= Goal =
Copy every entry word for word. Skip the pictures.

= Material provided =
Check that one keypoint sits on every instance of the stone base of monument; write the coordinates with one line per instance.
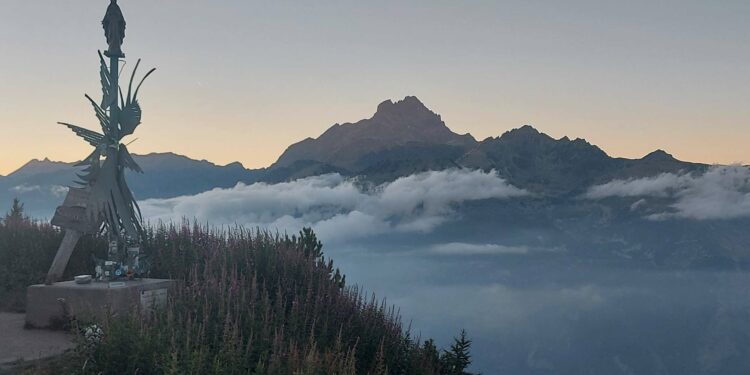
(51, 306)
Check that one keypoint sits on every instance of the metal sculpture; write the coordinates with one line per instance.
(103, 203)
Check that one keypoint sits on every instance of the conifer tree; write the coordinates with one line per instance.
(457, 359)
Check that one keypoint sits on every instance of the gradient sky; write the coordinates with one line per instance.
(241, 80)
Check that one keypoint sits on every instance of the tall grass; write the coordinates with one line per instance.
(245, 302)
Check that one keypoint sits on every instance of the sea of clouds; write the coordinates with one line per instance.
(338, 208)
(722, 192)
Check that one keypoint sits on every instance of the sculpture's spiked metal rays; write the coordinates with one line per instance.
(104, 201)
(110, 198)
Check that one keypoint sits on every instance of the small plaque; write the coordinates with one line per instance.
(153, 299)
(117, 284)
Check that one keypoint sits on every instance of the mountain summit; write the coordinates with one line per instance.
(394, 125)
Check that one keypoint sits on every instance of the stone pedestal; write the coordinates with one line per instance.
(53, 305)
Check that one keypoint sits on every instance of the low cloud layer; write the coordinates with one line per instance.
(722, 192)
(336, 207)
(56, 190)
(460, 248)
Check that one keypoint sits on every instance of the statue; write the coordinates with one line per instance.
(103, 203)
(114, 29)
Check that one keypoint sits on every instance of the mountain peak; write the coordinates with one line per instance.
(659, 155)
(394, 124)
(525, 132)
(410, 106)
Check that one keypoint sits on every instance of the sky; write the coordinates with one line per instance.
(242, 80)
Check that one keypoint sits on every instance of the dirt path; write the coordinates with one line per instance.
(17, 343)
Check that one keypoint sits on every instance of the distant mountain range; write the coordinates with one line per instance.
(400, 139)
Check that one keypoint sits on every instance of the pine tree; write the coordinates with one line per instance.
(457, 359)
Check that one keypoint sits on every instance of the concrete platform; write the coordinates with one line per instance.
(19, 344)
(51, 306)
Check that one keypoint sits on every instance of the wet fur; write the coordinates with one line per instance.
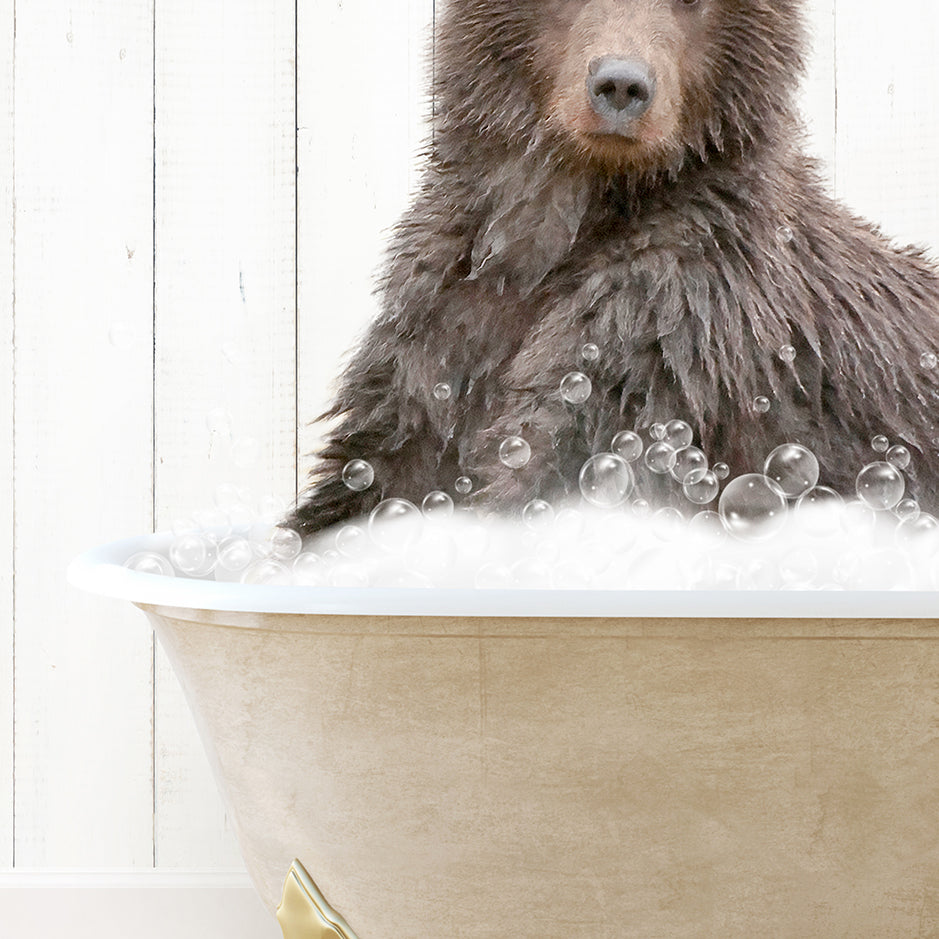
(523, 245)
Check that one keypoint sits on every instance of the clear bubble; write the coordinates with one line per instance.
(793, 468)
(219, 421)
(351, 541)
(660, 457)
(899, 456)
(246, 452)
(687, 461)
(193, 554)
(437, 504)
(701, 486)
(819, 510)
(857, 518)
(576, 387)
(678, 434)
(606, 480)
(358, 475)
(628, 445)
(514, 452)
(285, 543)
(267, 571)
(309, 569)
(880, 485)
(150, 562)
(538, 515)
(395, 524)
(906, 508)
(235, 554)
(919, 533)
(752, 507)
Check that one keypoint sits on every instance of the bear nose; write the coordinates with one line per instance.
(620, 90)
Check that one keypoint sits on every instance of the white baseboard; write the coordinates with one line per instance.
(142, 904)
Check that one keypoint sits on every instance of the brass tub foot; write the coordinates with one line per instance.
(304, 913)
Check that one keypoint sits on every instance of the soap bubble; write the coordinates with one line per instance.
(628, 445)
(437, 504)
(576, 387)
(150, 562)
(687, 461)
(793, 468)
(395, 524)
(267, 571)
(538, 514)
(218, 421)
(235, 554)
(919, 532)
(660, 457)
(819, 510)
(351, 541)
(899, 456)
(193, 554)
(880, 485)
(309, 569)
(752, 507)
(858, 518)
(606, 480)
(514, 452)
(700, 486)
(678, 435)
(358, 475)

= Answer to the exercise =
Check that one keypoint sits on every instance of the stone base of monument; write the coordinates with one line per instance.
(51, 306)
Check that one keypoint sits on every instance of the metal sculpture; write the coordinates with one line per instance.
(103, 203)
Check that one keypoint sits on every instance of the conifer tree; write the coordinates with one line per instance.
(457, 359)
Check that one keypoint sits on every instance of the gradient sky; write the coordinates with one line per instance.
(241, 80)
Check that one keypoint sits on every instance of the tall grass; write the coordinates with one line per instance.
(245, 302)
Check that one keypoint sits on every instance of the sea of clouds; write the coordinates with one line per instance.
(338, 208)
(722, 192)
Check that one keypoint sits on every instance of the sculpture's spiked metal rays; write the coordinates with one line per instance.
(104, 201)
(110, 198)
Check that one keypoint sits on every instance of the small plaque; write the coordinates with one line per instance.
(153, 299)
(117, 284)
Check that one keypoint sits on every instance of the mountain summit; write the coordinates with one line per instance.
(394, 125)
Check that one keypoint sits on every instance of the stone pedestal; write the coordinates with one line per instance.
(53, 305)
Check that one keypoint sits on every instance of the low cloud layer; write the coordinates with one line per instance.
(722, 192)
(336, 207)
(56, 190)
(460, 248)
Check that one keypoint sits on every instance of the statue; write the coordinates with one line per instance.
(103, 203)
(114, 29)
Check that one keypoint sits on every instance of the mountain peak; write the coordinates with one line per instance.
(659, 155)
(394, 124)
(525, 132)
(410, 106)
Check that one keypoint sits on every instance of the sky; write the coordinates with one line per instance.
(242, 80)
Check that one keypoint sits on every instance of the dirt path; write the coordinates with one line per instance.
(17, 343)
Check that one keypoint sits on every instance of the distant mountain range; write the coordinates with one line per instance.
(400, 139)
Check that one keypoint sits on every instance of the pine tree; write the coordinates with one line per instance.
(457, 359)
Check that one keypoint sits on every instance of the concrete platform; write the coordinates with one line per instance.
(19, 344)
(51, 306)
Check that one keypoint sits on every instance of the wet fur; write the coordinates with one line per instance.
(523, 245)
Check that one keypoint sits on every instance of the clear bubble; write the coordinates with one line per instance.
(793, 468)
(219, 421)
(351, 541)
(660, 457)
(899, 456)
(246, 452)
(687, 461)
(193, 554)
(437, 504)
(701, 486)
(819, 510)
(857, 518)
(576, 387)
(678, 434)
(606, 480)
(358, 475)
(628, 445)
(514, 452)
(285, 543)
(267, 571)
(309, 569)
(880, 485)
(150, 562)
(538, 515)
(395, 524)
(906, 508)
(235, 554)
(919, 533)
(752, 507)
Check that one keypoint sits on every instance of the bear nose; write the coordinates with one line per instance.
(620, 90)
Check that one keypoint sits on every instance of the white baseboard; write the coordinates with one line per instance.
(142, 904)
Check that one keypoint sits on every instance of the brass tub foot; write the coordinates with one line per instance.
(304, 913)
Check that one keypoint sits on every instance of the soap bubble; write the coordinates with one line per instance.
(628, 445)
(437, 504)
(576, 387)
(150, 562)
(687, 461)
(793, 468)
(395, 524)
(267, 571)
(538, 514)
(218, 421)
(235, 554)
(919, 532)
(660, 457)
(819, 510)
(351, 541)
(899, 456)
(193, 554)
(880, 485)
(309, 569)
(752, 507)
(858, 518)
(606, 480)
(514, 452)
(700, 486)
(678, 435)
(358, 475)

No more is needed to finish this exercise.